→ Task description
Can you substitute "lamp post" for "street lamp" throughout every item below and give the lines again, with everything else unchanged and the pictures left out?

→ Data for the task
-----

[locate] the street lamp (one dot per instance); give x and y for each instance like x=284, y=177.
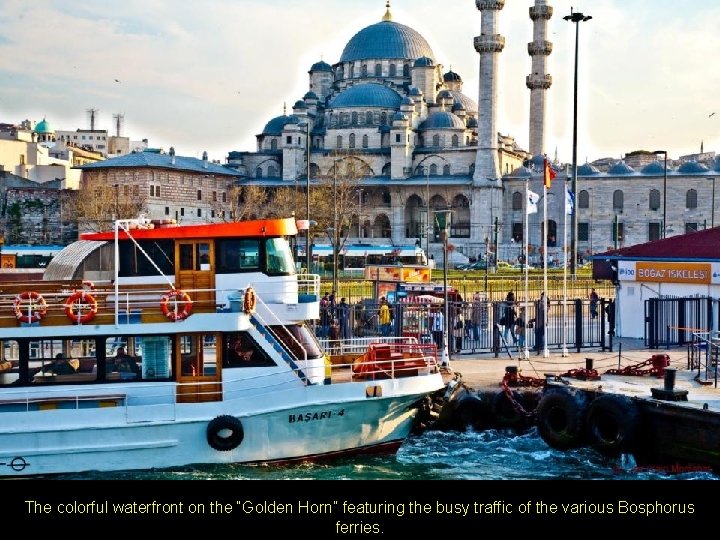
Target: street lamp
x=664, y=153
x=443, y=219
x=576, y=18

-----

→ Exercise output
[locate] the lamp post (one dot per instance); give x and y for each instance like x=284, y=177.
Target: lamp post
x=664, y=153
x=443, y=219
x=576, y=18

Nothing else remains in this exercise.